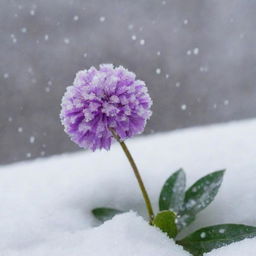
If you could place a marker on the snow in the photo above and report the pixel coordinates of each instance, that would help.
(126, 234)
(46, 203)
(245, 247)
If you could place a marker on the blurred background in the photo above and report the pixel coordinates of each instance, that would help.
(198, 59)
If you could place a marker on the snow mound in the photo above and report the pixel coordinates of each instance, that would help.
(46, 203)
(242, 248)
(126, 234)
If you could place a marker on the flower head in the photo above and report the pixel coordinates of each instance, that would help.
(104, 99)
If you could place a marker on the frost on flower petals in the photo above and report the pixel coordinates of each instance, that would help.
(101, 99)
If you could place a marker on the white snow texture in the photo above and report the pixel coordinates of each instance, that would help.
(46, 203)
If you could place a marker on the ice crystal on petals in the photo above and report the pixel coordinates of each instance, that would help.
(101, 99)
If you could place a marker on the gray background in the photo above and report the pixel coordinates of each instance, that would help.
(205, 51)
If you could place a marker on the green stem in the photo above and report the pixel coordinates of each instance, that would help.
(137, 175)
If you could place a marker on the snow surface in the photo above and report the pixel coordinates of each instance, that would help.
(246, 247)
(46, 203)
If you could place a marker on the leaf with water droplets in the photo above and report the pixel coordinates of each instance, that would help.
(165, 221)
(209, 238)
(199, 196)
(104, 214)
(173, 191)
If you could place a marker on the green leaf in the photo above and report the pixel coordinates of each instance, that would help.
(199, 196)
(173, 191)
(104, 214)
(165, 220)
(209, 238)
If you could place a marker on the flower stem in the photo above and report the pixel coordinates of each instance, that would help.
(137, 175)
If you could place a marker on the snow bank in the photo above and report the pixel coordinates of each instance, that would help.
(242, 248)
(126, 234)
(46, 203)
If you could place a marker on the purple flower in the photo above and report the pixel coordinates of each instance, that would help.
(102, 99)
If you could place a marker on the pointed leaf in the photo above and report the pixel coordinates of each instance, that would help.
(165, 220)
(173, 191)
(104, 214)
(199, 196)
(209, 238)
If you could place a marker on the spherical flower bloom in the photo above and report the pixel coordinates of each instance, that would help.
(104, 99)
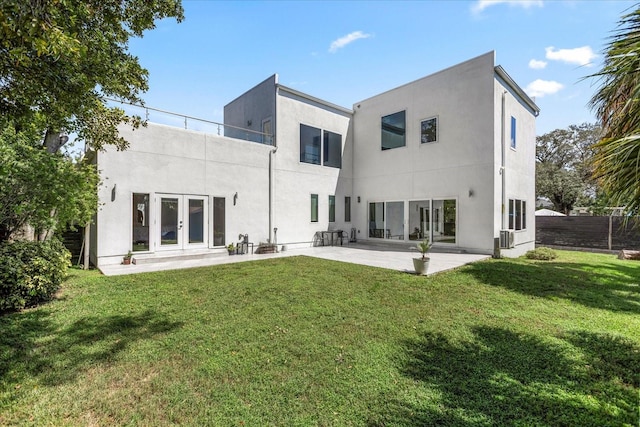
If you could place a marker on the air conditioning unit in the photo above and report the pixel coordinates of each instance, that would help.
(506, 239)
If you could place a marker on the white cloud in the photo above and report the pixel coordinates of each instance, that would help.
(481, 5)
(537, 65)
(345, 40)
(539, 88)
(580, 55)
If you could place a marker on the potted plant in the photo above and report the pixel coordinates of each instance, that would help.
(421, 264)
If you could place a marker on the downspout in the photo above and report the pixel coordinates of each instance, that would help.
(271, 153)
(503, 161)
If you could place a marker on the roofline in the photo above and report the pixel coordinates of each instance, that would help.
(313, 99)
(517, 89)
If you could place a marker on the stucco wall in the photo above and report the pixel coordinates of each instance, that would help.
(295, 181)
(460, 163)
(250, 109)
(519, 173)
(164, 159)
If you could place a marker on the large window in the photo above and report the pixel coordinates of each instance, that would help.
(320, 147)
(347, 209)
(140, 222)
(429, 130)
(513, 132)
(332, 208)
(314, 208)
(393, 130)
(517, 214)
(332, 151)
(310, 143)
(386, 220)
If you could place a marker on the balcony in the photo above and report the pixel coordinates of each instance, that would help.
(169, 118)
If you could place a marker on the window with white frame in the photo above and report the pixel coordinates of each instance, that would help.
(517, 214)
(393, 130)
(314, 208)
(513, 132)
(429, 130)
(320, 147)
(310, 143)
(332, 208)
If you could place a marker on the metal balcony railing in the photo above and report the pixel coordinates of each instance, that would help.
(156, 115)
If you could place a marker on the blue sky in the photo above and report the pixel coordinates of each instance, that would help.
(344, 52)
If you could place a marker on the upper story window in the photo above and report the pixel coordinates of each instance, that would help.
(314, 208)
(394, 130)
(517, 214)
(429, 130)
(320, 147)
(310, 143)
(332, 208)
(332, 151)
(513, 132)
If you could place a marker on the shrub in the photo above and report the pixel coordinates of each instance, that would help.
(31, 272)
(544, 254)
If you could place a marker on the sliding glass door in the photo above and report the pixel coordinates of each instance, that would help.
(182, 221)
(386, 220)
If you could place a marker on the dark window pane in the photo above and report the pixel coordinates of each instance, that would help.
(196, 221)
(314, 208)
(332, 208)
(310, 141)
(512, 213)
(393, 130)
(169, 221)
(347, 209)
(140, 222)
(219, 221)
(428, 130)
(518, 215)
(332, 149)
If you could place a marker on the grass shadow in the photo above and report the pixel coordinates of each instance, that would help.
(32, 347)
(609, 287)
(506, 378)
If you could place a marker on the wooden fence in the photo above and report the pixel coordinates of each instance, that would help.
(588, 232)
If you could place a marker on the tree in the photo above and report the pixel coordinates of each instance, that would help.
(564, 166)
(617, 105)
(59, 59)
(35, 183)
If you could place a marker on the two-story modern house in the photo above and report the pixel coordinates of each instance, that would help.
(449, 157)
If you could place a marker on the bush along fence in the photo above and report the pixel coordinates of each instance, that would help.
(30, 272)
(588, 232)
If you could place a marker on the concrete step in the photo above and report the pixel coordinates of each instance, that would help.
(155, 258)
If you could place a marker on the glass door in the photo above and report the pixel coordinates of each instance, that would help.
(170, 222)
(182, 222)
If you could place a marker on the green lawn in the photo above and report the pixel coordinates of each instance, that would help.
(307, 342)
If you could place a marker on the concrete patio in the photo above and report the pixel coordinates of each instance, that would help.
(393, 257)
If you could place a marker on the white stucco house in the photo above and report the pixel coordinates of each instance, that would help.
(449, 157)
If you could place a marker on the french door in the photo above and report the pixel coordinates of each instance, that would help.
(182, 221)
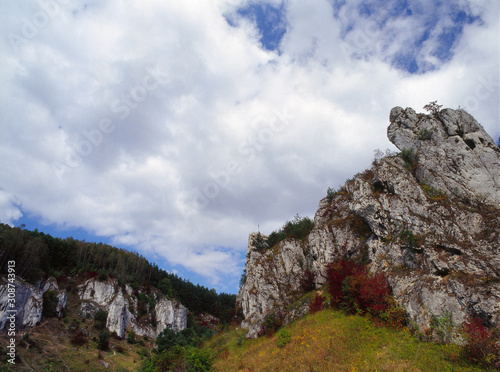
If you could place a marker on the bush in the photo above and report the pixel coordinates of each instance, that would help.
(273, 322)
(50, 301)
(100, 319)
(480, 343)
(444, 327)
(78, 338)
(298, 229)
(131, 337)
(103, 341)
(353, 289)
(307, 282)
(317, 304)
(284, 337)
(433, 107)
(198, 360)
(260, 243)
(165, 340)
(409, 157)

## [WHAT IS EXPECTED]
Rewrite all of the data above as a JSON list of strings, one string per line, with blank lines dropped. Leave the pictures out.

## [ANSWER FOR THIS EXERCISE]
[
  "If you could place a marker on the snow in the photo above and report the pixel coordinates of each instance, that would help.",
  "(126, 234)",
  "(46, 203)",
  "(245, 247)",
  "If you could place a marker on the blurred background in the photo above and report the pixel coordinates of each instance, that would help.",
  "(198, 59)",
  "If you could place a marker on the snow mound in the photo above and report the pixel coordinates of each instance, that would help.",
  "(46, 203)",
  "(242, 248)",
  "(126, 234)",
  "If you could place a marker on the flower head in the photo above and report the pixel coordinates of each instance, that would help.",
  "(104, 99)",
  "If you could place a marker on the frost on flower petals in the photo above and report the pixel coordinates of each instance, that would help.",
  "(101, 99)",
  "If you could place a marker on the white snow texture in the photo above and report the pixel coordinates of each instance, that would help.",
  "(46, 203)",
  "If you could place a marker on the ice crystal on petals in the photo above and report the pixel coordinates of each instance, that would help.",
  "(101, 99)",
  "If you could place a marker on the gray background in the photo above and report the pixel coordinates of each instance, that would help.",
  "(205, 51)",
  "If you could place a marker on the green stem in the photo above and report the pixel coordinates of each instance, that would help.",
  "(137, 175)",
  "If you could place a marker on the snow surface in the photo above and report the pixel coordinates of each instance, that would help.",
  "(246, 247)",
  "(46, 203)",
  "If you could place a marker on the leaf with water droplets in the photo above and report the pixel coordinates of each instance, that would help.",
  "(165, 221)",
  "(209, 238)",
  "(199, 196)",
  "(104, 214)",
  "(173, 191)",
  "If you could place a marker on the green leaf in the photo above and report the pixel coordinates of each instance, that would help.",
  "(199, 196)",
  "(173, 191)",
  "(104, 214)",
  "(165, 220)",
  "(209, 238)",
  "If you could place a marker on the flower stem in the photo above and report the pixel coordinates of each instance, that would help.",
  "(137, 175)",
  "If you could place a marker on the snow bank in the photo above and report the pixel coordinates of each instance, that would help.",
  "(242, 248)",
  "(126, 234)",
  "(46, 203)",
  "If you could place a marker on the purple flower in the photo above and report the pixel coordinates of each instance, that would help.",
  "(102, 99)",
  "If you could place a marker on the pointed leaf in the photo above and report the pixel coordinates of each instance, that would help.",
  "(165, 220)",
  "(173, 191)",
  "(104, 214)",
  "(199, 196)",
  "(209, 238)",
  "If you could place a marker on the spherical flower bloom in the photo above and report the pixel coordinates of each instance, that would help.",
  "(104, 99)",
  "If you could place a marker on the air conditioning unit in the photo above and report the pixel coordinates of each instance, that would help.",
  "(506, 239)",
  "If you could place a marker on the white cloud in the photo above and report the pixel coordinates of each instance, that would help.",
  "(481, 5)",
  "(537, 65)",
  "(345, 40)",
  "(539, 88)",
  "(580, 55)",
  "If you could place a marker on the potted plant in the photo above and report the pixel coordinates of each instance, that would help.",
  "(421, 264)",
  "If you could place a marker on the downspout in the photo above and report the pixel coordinates of each instance, that would help.",
  "(271, 153)",
  "(503, 161)",
  "If you could place a marker on the roofline in the photo above and report the pixel coordinates of each instance, that would help.",
  "(313, 99)",
  "(517, 89)",
  "If you could place a marker on the stucco wall in the photo above and report the pixel coordinates of each instance, that would help.",
  "(295, 181)",
  "(460, 163)",
  "(250, 109)",
  "(519, 173)",
  "(164, 159)",
  "If you could place a marker on the large window in the photo above and report the pixel coordinates of each instance, that would help.",
  "(320, 147)",
  "(347, 209)",
  "(140, 222)",
  "(429, 130)",
  "(513, 132)",
  "(332, 208)",
  "(314, 208)",
  "(393, 130)",
  "(517, 214)",
  "(332, 151)",
  "(310, 143)",
  "(386, 220)",
  "If you could place a marker on the balcony in the photo above and report the pixel coordinates of each instance, that would help.",
  "(169, 118)",
  "If you could place a marker on the window with white frame in the photo above and report the pixel coordinates of each instance, that would help.",
  "(517, 214)",
  "(393, 130)",
  "(314, 208)",
  "(513, 132)",
  "(429, 130)",
  "(320, 147)",
  "(310, 143)",
  "(332, 208)",
  "If you could place a marker on the metal balcony railing in the photo above and report the pixel coordinates of each instance, that would help.",
  "(156, 115)",
  "If you could place a marker on the blue sky in the photo above and report the pixel coordinates of each instance, that would help.",
  "(344, 52)",
  "If you could place a marker on the upper story window in the photo above and report the pixel coordinates of each instance, that would help.",
  "(314, 208)",
  "(394, 130)",
  "(517, 214)",
  "(429, 130)",
  "(320, 147)",
  "(310, 143)",
  "(332, 208)",
  "(332, 151)",
  "(513, 132)",
  "If you could place a marker on the shrub in the photo above and report the pixel coordinates of each instance, that would help.",
  "(31, 272)",
  "(544, 254)",
  "If you could place a marker on the sliding glass door in the photo above and report the pixel coordinates of each instance, that would help.",
  "(182, 221)",
  "(386, 220)",
  "If you could place a marker on the dark window pane in the photo above and report the pixel coordinates of each instance, that would help.",
  "(196, 221)",
  "(314, 208)",
  "(332, 208)",
  "(310, 141)",
  "(512, 213)",
  "(393, 130)",
  "(169, 221)",
  "(347, 209)",
  "(140, 222)",
  "(219, 221)",
  "(428, 130)",
  "(518, 215)",
  "(332, 149)",
  "If you could place a marker on the grass shadow in the photo above and report the pixel coordinates of each instance, that would help.",
  "(32, 347)",
  "(609, 287)",
  "(506, 378)",
  "If you could place a marker on the wooden fence in the photo above and report the pixel coordinates of each instance, that would help.",
  "(588, 232)",
  "If you could place a marker on the tree in the photo above and report the pixel coordinates of each instance, that would help.",
  "(564, 166)",
  "(617, 105)",
  "(59, 59)",
  "(35, 183)",
  "If you could place a marker on the two-story modern house in the photo above and report the pixel coordinates of each instance, that would help.",
  "(449, 157)",
  "If you could place a marker on the bush along fence in the photo above and report the pixel coordinates of each instance, that would help.",
  "(30, 272)",
  "(588, 232)",
  "If you could place a marker on the concrete step in the photo above and report the pixel coordinates of each instance, that would help.",
  "(155, 258)",
  "If you could place a marker on the glass door in the photo above and report the pixel coordinates of each instance, that would help.",
  "(170, 222)",
  "(182, 222)",
  "If you could place a marker on the green lawn in the photo above and report the pixel coordinates of each instance, that would help.",
  "(307, 342)",
  "If you could place a marker on the concrete patio in the photo above and report the pixel coordinates of each instance, that would help.",
  "(393, 257)",
  "If you could place a marker on the white stucco house in the photo above and report the pixel coordinates of each instance, that would help.",
  "(449, 157)",
  "If you could place a marker on the french door in the photo above and report the pixel coordinates of each instance, that would help.",
  "(182, 221)",
  "If you could place a marker on the bush in the photo above and report the pixel coordinates of each instance, that would help.",
  "(273, 322)",
  "(50, 301)",
  "(100, 319)",
  "(480, 343)",
  "(444, 327)",
  "(78, 338)",
  "(298, 229)",
  "(131, 337)",
  "(103, 341)",
  "(353, 289)",
  "(307, 282)",
  "(317, 304)",
  "(284, 337)",
  "(433, 107)",
  "(198, 360)",
  "(260, 243)",
  "(165, 340)",
  "(409, 157)"
]